PETUNJUK:
[a] Jawablah pertanyaan berikut berdasarkan teks tentang patung Dewa Wisnu:
(i) Di atas patung apa patung Dewa Wisnu akan diletakkan?
(ii) Apa yang dilakukan orang yang ingin doanya cepat terkabul?
(iii) Menurut penjaga setempat, bagaimana keadaan mata air itu saat musim kemarau berkepanjangan?
[b] Kutiplah dari teks tentang patung Dewa Wisnu semuanya, mulai dari "Selain patungnya yang" sampai ke "mungkin bisa dicoba.".

Patung Dewa Wisnu, akan diletakkan di atas patung burung Garuda
Foto: Dokumentasi Pribadi

Selain patungnya yang keren, wisatawan di lokasi ini juga disuguhkan dengan pemandangan gunung kapur yang di ‘papras’ (gak tahu bahasa yang lebih enak dari ini apa) Intinya, gunung kapurnya dibentuk sedemikian rupa, jadinya seperti di kelilingi apa gitu kalau berdiri di lokasi. Selain itu, di lokasi ini juga ada mata air yang dipercayai suci dan barangsiapa yang meminta doanya supaya cepat terkabul bisa ke mata air tersebut untuk meminumnya. Menurut informasi dari penjaga setempat, mata air ini tidak habis-habis walau musim kemarau berkepanjangan. Bagi yang percaya, mungkin bisa dicoba.

MATERI YANG DIBERIKAN:
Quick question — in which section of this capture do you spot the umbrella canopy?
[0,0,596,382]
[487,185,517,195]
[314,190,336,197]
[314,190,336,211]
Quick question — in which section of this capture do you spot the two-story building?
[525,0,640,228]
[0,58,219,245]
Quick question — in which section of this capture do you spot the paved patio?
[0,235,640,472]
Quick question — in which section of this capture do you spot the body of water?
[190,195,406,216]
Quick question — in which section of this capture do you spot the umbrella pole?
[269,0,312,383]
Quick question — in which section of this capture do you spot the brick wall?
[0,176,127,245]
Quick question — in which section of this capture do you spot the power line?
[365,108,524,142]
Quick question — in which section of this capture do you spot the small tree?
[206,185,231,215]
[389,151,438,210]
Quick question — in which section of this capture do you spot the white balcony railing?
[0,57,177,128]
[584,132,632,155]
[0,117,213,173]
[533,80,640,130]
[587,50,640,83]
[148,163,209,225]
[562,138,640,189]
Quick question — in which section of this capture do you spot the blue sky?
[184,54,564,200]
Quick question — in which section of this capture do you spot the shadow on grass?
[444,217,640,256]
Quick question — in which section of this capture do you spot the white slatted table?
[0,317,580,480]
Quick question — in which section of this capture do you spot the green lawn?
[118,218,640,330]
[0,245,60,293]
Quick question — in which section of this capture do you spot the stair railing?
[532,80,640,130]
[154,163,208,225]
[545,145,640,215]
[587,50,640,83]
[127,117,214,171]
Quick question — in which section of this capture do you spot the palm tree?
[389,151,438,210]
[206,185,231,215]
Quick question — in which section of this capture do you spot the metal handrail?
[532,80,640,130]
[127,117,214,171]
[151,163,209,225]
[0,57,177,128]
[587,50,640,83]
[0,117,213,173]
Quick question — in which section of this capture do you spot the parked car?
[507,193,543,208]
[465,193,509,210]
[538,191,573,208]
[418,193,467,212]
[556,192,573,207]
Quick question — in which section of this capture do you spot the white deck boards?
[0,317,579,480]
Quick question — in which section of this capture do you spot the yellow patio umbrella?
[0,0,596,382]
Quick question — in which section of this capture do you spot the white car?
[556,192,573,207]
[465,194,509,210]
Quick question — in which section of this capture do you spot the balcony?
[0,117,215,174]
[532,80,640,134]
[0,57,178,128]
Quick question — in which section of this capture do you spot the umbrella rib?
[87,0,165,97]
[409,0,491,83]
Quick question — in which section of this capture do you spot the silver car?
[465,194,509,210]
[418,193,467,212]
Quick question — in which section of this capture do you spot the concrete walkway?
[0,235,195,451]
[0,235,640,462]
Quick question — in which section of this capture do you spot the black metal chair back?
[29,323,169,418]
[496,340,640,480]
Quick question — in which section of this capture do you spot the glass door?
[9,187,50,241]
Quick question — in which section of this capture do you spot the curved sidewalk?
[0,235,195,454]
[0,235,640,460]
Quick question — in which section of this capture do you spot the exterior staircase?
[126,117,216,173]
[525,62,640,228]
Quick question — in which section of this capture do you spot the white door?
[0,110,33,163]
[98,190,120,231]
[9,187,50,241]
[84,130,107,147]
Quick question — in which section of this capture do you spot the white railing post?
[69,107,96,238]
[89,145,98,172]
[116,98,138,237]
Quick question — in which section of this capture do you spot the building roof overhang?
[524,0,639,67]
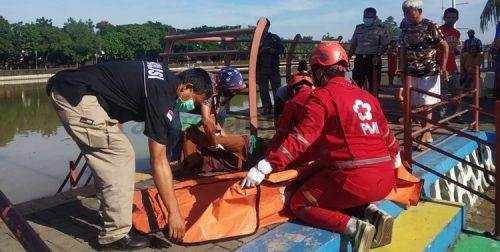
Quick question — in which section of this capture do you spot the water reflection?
[0,83,270,203]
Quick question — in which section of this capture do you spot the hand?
[441,69,450,81]
[168,213,186,243]
[372,55,380,66]
[241,159,273,188]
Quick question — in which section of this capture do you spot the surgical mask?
[175,97,194,112]
[363,18,375,26]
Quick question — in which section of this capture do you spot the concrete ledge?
[237,201,404,252]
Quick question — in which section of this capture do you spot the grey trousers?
[51,91,135,244]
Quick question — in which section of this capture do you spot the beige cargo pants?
[51,90,135,244]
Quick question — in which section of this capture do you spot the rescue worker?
[256,19,285,115]
[47,61,212,250]
[241,42,399,251]
[460,29,483,91]
[179,67,248,172]
[348,8,389,94]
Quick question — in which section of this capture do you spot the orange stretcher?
[132,162,422,244]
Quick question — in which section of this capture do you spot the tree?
[63,18,99,64]
[95,20,116,36]
[101,31,134,60]
[479,0,500,32]
[0,16,14,65]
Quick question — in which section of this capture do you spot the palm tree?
[479,0,500,32]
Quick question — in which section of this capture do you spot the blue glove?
[241,159,273,188]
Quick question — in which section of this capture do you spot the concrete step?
[237,200,465,252]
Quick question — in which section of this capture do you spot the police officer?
[256,19,285,115]
[47,61,212,250]
[348,7,389,94]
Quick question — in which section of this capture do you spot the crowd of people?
[47,0,500,251]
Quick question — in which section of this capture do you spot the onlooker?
[460,29,483,88]
[348,8,389,94]
[179,67,250,172]
[256,20,284,115]
[400,0,448,150]
[47,61,212,250]
[387,40,398,86]
[437,8,462,120]
[493,22,500,100]
[270,71,313,144]
[242,42,399,251]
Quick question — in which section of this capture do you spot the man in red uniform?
[271,71,313,144]
[242,42,399,251]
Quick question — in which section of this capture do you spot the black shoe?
[260,109,273,115]
[101,232,151,250]
[450,116,466,124]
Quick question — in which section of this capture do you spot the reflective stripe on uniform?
[331,156,391,168]
[387,138,396,148]
[279,145,293,160]
[292,132,311,147]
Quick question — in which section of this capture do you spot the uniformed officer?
[47,61,212,250]
[348,7,389,94]
[241,42,399,251]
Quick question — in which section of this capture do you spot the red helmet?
[309,41,349,70]
[288,72,312,89]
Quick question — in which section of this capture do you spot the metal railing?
[160,17,319,136]
[403,66,500,240]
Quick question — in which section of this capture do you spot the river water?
[0,84,256,204]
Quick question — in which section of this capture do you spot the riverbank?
[0,74,54,85]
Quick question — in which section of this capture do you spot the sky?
[0,0,495,43]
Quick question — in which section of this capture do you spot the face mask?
[175,97,194,112]
[363,18,374,26]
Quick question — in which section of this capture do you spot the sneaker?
[352,220,375,252]
[100,231,151,250]
[371,210,394,248]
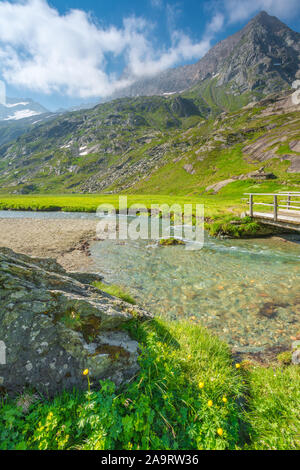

JAWABAN TIAP TUGAS:
[a]
(i) Di atas patung burung Garuda.
(ii) Mereka pergi ke mata air yang dipercayai suci untuk meminumnya.
(iii) Mata air itu tidak habis-habis.

[b]
Selain patungnya yang keren, wisatawan di lokasi ini juga disuguhkan dengan pemandangan gunung kapur yang di ‘papras’ (gak tahu bahasa yang lebih enak dari ini apa) Intinya, gunung kapurnya dibentuk sedemikian rupa, jadinya seperti di kelilingi apa gitu kalau berdiri di lokasi. Selain itu, di lokasi ini juga ada mata air yang dipercayai suci dan barangsiapa yang meminta doanya supaya cepat terkabul bisa ke mata air tersebut untuk meminumnya. Menurut informasi dari penjaga setempat, mata air ini tidak habis-habis walau musim kemarau berkepanjangan. Bagi yang percaya, mungkin bisa dicoba.